(Records from a collection)
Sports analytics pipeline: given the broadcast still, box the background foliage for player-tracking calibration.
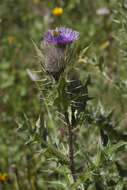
[1,0,127,189]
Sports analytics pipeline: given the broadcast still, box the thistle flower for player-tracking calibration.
[44,27,79,44]
[42,27,79,81]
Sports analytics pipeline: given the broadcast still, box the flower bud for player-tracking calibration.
[42,27,79,81]
[42,42,66,80]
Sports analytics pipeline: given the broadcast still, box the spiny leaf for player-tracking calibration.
[68,172,90,190]
[79,45,90,58]
[43,143,69,165]
[98,56,104,72]
[105,141,127,155]
[54,76,69,111]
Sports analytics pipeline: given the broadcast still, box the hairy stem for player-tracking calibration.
[65,111,77,182]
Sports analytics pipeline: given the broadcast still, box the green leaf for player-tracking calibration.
[79,45,91,58]
[54,76,69,111]
[98,56,104,72]
[69,180,82,190]
[115,181,124,190]
[105,141,127,155]
[35,116,41,134]
[43,143,69,165]
[68,173,90,190]
[95,148,105,166]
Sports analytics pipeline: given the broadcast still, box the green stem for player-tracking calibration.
[65,111,77,182]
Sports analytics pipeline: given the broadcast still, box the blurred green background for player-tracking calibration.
[1,0,127,189]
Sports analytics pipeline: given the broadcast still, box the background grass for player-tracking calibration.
[1,0,127,189]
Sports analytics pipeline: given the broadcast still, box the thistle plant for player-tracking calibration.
[23,25,127,190]
[41,27,80,182]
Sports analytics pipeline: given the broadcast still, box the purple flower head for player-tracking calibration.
[43,27,79,44]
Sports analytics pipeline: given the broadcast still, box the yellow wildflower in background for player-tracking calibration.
[33,0,39,4]
[0,173,7,181]
[100,41,109,50]
[52,7,63,16]
[8,36,14,44]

◆ Directions for this task
Repeat the records above word for word. Pictures stay out of the copy.

◆ Completed task
Sports analytics pipeline: given the broadcast still, box the background foliage for player-tracking calibration.
[1,0,127,189]
Sports analytics pipeline: given the broadcast still, box the thistle flower for player-tracking calibration.
[44,27,79,44]
[42,27,79,81]
Sports analytics pipeline: given the broadcast still, box the flower bud for player-tracking calibration.
[42,27,79,81]
[42,42,66,80]
Sports analytics pipeline: given the broadcast still, box the spiny leaf for player-tracking calibration.
[68,172,90,190]
[79,45,90,58]
[43,143,69,165]
[98,56,104,72]
[105,141,127,155]
[54,76,69,111]
Sports analytics pipeline: given the broadcast still, box the hairy stem for player-tracking calibration.
[65,111,77,182]
Sports analytics pipeline: given the broadcast still, box the green leaf for player-tracking calibration.
[79,45,91,58]
[54,76,69,111]
[98,56,104,72]
[69,180,82,190]
[115,181,124,190]
[105,141,127,155]
[35,116,41,134]
[43,143,69,165]
[68,173,90,190]
[95,148,105,166]
Sports analytics pipeline: given the broadcast still, box the green stem for player-tracking calibration.
[65,111,77,182]
Sports analytics pipeline: given the broadcast still, box the blurred green background for player-tracking calibration.
[1,0,127,189]
Sports analytics pipeline: given the broadcast still, box the background grass for player-tracking calibration.
[1,0,127,189]
Sports analytics pipeline: given the broadcast still, box the thistle plant for player-tracking calibration.
[23,25,127,190]
[41,27,80,182]
Sports analytics pipeline: given the broadcast still, box the purple flower head for player-tracking calibration.
[43,27,79,44]
Sports analytics pipeline: given the broadcast still, box the yellow wildflower in background for player-tracking calibration.
[33,0,39,4]
[0,173,7,181]
[100,41,109,50]
[52,7,63,16]
[8,36,14,44]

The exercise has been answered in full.